• WHAT THE TASK ASKS
Locate the line that contains "pin: the white cloud". Print it and every subsequent line through the final line of the records, exactly and only those.

(A block of data)
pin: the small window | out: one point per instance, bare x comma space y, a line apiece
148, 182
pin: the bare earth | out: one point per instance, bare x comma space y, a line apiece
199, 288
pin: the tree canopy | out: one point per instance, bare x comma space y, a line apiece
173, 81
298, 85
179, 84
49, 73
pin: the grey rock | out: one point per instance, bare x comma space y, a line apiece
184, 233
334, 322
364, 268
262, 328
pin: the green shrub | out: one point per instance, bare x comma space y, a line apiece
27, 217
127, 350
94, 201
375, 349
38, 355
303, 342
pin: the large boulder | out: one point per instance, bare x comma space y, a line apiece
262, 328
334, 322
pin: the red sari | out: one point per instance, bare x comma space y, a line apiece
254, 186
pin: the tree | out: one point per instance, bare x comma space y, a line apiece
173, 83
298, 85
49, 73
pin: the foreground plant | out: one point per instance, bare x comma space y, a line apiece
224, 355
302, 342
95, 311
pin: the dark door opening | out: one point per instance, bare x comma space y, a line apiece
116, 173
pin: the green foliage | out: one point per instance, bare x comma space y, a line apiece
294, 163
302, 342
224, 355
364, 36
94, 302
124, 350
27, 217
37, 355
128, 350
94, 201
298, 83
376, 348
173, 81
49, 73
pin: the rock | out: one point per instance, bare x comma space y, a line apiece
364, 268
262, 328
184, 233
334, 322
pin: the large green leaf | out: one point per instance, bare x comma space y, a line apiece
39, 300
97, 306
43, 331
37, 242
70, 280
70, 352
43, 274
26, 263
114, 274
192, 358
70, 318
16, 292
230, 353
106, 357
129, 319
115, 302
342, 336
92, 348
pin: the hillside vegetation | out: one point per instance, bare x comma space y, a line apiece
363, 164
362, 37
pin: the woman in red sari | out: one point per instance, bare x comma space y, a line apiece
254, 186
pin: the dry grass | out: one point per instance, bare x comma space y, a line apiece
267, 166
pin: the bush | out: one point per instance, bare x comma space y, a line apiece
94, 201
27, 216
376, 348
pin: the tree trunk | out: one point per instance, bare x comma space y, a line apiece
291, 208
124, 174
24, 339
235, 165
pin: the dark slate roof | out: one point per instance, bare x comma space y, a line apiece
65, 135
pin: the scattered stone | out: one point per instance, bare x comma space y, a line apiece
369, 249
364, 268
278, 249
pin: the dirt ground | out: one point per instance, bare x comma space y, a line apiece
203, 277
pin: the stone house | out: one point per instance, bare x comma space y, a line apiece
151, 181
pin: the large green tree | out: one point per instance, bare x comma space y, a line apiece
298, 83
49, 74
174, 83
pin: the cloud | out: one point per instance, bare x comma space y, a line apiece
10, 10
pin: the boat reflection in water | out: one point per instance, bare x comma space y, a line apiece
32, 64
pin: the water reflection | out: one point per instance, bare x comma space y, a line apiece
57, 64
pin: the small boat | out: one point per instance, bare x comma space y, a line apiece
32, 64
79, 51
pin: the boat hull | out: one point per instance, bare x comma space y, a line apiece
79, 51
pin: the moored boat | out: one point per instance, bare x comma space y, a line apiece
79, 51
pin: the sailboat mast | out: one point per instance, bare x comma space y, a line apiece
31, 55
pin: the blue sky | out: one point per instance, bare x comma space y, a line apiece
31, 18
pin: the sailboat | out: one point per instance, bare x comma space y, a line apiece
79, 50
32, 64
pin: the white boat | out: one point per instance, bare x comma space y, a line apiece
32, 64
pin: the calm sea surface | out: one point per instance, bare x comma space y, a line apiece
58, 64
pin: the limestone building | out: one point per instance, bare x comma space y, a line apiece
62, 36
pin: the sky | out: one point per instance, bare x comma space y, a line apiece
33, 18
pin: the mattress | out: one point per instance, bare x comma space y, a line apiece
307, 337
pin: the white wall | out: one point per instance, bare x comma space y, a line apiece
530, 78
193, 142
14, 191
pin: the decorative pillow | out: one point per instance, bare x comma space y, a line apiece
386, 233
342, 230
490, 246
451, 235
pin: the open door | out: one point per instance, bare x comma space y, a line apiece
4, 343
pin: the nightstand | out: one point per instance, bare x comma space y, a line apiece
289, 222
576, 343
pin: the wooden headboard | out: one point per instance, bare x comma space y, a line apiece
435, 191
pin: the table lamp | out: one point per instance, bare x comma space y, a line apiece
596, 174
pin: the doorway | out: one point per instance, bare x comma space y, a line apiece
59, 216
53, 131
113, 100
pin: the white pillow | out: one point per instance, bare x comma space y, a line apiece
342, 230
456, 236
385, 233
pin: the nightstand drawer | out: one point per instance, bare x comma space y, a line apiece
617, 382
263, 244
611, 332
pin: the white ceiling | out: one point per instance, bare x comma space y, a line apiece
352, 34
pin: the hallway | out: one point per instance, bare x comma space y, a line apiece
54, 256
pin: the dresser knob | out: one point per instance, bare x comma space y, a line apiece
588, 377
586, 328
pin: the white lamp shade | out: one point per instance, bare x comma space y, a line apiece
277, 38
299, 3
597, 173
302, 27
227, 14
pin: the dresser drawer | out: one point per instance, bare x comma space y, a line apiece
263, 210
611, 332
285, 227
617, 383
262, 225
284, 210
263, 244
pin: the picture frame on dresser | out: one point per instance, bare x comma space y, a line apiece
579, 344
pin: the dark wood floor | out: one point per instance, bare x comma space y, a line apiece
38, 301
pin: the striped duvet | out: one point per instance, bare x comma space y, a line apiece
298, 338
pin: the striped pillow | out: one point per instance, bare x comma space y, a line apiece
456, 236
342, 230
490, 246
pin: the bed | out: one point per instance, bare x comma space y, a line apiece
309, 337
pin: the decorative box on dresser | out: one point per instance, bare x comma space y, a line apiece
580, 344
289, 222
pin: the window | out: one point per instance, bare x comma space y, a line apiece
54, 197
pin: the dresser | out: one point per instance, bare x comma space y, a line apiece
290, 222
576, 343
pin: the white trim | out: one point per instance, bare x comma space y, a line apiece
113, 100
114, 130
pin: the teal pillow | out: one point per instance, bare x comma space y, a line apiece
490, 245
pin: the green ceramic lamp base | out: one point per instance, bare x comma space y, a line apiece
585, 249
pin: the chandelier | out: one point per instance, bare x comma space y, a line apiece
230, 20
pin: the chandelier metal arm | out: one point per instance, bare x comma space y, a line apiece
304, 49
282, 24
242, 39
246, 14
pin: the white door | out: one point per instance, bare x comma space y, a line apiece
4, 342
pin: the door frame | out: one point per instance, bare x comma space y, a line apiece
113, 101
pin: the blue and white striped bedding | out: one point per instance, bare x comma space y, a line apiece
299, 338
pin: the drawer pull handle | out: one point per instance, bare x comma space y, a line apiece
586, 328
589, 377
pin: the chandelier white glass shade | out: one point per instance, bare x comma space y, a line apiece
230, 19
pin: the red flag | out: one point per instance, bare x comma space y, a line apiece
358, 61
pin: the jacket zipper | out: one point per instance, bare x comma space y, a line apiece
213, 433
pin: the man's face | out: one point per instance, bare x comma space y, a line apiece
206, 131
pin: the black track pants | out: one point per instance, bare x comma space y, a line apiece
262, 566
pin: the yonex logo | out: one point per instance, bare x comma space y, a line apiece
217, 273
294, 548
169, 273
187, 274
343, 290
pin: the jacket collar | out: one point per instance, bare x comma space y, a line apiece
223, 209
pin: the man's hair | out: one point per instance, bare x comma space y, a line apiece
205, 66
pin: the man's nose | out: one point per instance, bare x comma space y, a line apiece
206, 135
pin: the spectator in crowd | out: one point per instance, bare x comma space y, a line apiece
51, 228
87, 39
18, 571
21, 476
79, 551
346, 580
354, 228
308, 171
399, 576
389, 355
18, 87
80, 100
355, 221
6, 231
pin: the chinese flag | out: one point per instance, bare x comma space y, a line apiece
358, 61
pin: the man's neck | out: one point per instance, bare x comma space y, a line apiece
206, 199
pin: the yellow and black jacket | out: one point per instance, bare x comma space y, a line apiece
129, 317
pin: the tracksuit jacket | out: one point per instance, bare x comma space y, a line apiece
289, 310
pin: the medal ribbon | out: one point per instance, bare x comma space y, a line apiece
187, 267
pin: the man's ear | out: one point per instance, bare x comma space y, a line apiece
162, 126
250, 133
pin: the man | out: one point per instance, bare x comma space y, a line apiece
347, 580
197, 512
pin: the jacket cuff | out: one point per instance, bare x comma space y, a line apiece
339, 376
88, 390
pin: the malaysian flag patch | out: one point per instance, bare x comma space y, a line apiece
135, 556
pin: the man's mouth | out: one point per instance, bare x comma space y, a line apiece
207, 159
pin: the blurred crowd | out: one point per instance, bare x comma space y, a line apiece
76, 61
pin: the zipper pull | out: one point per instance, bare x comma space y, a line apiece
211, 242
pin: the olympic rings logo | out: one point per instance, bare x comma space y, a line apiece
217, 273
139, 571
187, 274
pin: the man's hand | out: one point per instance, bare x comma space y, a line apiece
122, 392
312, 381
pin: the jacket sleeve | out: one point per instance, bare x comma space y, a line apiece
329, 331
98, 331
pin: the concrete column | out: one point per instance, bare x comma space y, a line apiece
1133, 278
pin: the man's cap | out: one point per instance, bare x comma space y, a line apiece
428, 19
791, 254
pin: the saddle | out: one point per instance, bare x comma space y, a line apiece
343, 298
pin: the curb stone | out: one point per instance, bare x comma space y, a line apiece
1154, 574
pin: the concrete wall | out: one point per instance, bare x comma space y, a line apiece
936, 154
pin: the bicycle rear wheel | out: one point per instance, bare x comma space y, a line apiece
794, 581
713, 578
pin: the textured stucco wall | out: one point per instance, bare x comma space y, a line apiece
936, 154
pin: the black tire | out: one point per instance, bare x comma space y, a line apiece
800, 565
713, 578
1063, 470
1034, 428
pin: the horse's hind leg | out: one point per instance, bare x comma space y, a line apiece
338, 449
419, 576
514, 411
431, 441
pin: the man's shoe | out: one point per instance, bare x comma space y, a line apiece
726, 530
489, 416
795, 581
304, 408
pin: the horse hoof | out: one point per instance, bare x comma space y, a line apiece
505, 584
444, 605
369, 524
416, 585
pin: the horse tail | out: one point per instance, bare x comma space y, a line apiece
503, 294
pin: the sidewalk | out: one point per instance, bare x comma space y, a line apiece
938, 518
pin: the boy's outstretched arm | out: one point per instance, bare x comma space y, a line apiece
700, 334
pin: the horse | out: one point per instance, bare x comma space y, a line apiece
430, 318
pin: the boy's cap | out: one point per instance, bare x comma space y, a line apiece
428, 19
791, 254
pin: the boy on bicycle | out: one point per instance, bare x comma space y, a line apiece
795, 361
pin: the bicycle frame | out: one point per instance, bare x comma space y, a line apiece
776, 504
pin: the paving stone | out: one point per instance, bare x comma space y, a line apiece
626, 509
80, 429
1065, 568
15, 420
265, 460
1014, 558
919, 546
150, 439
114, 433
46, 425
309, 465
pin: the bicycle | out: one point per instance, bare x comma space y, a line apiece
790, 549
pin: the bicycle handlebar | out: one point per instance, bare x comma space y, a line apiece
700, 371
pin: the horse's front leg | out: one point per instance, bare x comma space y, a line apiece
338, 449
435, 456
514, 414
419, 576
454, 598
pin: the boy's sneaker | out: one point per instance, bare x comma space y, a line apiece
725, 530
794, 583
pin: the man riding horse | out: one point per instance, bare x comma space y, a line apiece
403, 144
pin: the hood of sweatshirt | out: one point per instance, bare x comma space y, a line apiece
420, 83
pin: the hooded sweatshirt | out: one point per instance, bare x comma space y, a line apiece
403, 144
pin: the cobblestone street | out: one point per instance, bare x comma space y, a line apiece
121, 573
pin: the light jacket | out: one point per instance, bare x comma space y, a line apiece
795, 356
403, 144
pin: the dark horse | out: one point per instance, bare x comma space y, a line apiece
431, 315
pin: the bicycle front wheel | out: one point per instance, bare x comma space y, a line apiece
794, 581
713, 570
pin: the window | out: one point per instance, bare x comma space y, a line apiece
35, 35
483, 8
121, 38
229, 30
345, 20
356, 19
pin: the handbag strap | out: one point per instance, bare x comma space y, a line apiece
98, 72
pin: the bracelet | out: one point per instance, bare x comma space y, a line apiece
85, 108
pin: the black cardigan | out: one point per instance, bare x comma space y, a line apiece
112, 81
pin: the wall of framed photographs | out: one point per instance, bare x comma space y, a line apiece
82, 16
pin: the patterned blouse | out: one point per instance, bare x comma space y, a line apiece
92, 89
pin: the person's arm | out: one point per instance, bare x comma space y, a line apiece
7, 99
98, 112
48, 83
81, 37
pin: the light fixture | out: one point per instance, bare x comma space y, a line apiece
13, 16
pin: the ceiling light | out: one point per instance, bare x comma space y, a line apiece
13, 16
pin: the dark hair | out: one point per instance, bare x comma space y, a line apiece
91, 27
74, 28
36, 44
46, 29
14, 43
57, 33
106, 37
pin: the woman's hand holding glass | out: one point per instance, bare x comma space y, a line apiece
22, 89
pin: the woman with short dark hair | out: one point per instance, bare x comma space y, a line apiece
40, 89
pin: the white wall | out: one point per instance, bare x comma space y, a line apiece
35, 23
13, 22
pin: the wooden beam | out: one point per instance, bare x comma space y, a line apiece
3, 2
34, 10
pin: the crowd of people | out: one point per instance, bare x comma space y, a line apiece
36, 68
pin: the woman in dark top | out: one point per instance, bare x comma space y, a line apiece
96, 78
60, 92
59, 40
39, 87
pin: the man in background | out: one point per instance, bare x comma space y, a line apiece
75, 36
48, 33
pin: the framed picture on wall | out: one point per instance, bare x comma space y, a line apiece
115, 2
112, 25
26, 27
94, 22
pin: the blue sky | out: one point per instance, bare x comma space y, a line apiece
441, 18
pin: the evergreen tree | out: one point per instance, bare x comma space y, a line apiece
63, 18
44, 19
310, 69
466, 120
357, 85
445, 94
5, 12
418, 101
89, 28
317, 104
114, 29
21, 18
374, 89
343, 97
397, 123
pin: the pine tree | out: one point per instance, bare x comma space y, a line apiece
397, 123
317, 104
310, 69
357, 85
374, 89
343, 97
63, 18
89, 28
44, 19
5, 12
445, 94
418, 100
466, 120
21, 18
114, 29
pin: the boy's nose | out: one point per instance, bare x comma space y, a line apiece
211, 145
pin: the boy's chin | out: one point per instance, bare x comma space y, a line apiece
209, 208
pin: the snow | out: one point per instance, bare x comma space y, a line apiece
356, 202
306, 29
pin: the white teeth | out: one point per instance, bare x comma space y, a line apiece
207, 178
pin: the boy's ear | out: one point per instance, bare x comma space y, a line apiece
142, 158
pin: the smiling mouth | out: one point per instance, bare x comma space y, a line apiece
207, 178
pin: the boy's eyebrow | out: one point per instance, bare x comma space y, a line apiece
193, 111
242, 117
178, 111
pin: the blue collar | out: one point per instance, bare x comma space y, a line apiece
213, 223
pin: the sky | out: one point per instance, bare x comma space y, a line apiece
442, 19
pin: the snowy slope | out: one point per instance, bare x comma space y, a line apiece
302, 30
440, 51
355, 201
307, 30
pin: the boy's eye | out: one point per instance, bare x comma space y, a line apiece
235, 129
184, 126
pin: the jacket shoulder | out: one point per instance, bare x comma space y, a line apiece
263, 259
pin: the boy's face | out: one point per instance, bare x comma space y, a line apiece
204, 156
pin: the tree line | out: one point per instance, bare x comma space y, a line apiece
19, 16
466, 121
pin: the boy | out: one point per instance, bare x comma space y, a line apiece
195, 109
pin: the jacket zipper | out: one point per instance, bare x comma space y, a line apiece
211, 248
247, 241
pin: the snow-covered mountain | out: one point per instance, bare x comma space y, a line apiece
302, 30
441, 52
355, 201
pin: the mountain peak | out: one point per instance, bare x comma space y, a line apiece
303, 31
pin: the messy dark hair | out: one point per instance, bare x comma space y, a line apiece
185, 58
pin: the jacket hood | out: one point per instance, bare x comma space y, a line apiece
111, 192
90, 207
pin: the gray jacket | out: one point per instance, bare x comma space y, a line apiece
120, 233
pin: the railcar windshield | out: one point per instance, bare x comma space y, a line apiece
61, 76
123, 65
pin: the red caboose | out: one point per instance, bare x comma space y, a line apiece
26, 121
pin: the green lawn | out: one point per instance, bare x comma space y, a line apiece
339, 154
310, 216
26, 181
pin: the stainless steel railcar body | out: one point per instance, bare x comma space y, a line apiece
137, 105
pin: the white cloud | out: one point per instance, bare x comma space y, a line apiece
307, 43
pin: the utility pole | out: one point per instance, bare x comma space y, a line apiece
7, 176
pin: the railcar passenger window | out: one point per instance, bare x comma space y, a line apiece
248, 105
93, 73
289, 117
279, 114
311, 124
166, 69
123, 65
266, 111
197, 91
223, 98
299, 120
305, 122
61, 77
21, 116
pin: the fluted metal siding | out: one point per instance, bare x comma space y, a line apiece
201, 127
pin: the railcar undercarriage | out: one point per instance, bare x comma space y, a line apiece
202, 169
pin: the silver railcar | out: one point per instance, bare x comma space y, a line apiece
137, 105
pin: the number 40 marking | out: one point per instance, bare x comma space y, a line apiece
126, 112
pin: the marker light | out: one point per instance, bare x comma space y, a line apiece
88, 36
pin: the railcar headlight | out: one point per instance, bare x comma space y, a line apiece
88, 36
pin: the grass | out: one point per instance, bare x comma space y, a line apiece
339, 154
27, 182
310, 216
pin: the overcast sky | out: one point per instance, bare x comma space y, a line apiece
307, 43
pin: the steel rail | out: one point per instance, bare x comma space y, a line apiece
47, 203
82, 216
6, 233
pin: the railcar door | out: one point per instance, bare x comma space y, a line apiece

• ANSWER FOR THE TASK
pin: the white cloud | out: one point per instance, bare x comma space y, a line apiece
307, 43
pin: the utility pole | out: one point per instance, bare x comma space y, a line apiece
7, 176
pin: the railcar passenger window | out: one point per instance, bare x comma space y, a line apiece
248, 105
93, 73
289, 117
279, 114
311, 124
166, 69
123, 65
266, 111
197, 91
223, 98
299, 120
305, 122
61, 77
21, 116
pin: the fluted metal siding | out: one point per instance, bare x comma space y, a line apiece
201, 127
pin: the railcar undercarriage | out: one point per instance, bare x comma space y, a line apiece
202, 169
pin: the silver railcar | out: one point per instance, bare x comma space y, a line apiece
137, 105
pin: the number 40 marking | out: one point per instance, bare x comma space y, a line apiece
126, 112
pin: the marker light | out: one point per instance, bare x comma space y, a line apiece
88, 36
pin: the railcar headlight | out: one point per instance, bare x comma space y, a line apiece
88, 36
pin: the grass | out: one point per instance, bare x comma space y, a line apiece
339, 154
27, 182
310, 216
pin: the overcast sky | out: one point per instance, bare x comma space y, a line apiece
307, 43
pin: the steel rail | out: one point per instance, bare x comma space y, a line apiece
47, 203
82, 216
6, 233
pin: the railcar door | out: one point per instance, bare x comma space y, a line apiece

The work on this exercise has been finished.